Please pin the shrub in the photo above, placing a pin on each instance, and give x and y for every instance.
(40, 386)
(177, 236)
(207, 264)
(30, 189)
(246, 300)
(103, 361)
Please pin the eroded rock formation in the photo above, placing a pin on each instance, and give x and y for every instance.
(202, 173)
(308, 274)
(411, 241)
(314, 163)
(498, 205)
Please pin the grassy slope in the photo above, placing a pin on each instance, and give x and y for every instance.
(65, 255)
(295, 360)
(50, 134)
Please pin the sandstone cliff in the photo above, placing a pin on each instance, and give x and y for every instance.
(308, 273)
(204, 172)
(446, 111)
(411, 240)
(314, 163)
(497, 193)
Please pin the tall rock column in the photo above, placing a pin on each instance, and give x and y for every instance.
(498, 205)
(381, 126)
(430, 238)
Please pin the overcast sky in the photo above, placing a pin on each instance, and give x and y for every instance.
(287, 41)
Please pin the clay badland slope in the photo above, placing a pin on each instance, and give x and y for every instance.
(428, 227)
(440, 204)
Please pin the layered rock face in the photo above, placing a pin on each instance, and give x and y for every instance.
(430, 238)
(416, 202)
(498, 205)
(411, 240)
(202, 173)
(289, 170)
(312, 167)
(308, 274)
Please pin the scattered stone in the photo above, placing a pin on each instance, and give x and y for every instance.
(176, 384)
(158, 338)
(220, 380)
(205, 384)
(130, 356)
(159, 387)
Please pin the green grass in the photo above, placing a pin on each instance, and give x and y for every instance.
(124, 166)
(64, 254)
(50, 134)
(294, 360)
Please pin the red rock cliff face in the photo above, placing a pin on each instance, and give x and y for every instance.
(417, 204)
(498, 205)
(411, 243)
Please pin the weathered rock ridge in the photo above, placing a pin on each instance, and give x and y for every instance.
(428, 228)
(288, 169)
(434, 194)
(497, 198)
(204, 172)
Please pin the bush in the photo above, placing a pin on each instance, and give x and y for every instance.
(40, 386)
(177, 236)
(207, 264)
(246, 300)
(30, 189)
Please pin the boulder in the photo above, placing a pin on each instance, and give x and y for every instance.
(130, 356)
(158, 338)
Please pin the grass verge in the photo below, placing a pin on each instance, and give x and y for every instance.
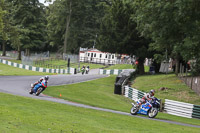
(20, 114)
(100, 93)
(6, 70)
(175, 88)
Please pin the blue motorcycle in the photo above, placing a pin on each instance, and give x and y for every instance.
(150, 108)
(38, 88)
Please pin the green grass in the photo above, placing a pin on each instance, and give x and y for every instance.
(177, 90)
(6, 70)
(20, 114)
(120, 66)
(100, 93)
(73, 65)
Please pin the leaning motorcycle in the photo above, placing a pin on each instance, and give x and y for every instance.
(150, 108)
(37, 89)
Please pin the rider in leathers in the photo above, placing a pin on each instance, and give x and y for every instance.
(147, 97)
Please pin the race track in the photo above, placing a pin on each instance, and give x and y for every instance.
(20, 85)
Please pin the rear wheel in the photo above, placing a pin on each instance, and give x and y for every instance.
(134, 110)
(152, 112)
(31, 91)
(38, 91)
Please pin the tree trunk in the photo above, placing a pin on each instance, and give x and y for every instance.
(67, 29)
(4, 48)
(19, 53)
(140, 66)
(177, 65)
(27, 53)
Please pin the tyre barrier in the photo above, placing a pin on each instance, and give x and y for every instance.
(38, 69)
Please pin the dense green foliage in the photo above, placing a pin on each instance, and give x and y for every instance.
(100, 93)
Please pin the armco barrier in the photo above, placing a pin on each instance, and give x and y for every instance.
(110, 72)
(132, 93)
(182, 109)
(39, 69)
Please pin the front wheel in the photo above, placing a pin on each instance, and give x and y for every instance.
(152, 112)
(134, 110)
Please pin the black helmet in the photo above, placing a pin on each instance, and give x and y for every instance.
(46, 77)
(152, 92)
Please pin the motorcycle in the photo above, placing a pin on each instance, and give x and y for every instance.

• **Request**
Rewrite everything from the row containing "Please pin the tree" down to the end of the rows, requests included, multiplying each x and y coordinate in the answers by 1.5 and rounding to whole numbers, with halves rounded up.

• **Written reply**
Please pin the tree trunk in the photo above, placing a pin on each instance, and give x and y for every instance.
(101, 44)
(6, 72)
(29, 80)
(210, 99)
(266, 98)
(41, 80)
Please pin the tyre barrier in the photo above, placing a pin on each instance, and give x and y for every instance.
(57, 104)
Please pin the dense green foliage in the photo above, placing a pin on each instance, and give x and y for every instance.
(150, 140)
Please pin the armco barrier in the photo above, placing a pin on each instance, and give x and y for every instance.
(165, 108)
(198, 140)
(273, 164)
(59, 104)
Please pin the front wheel in the photo above, placing a pin on each instance, and give x and y for every instance.
(228, 168)
(201, 165)
Please pin the black helmet in the photo above, placing a pin on each instance, and give x and y for every instance.
(69, 116)
(228, 138)
Please pin the motorcycle in the photo above, placing a pin on each instance, and give x and y for every instance.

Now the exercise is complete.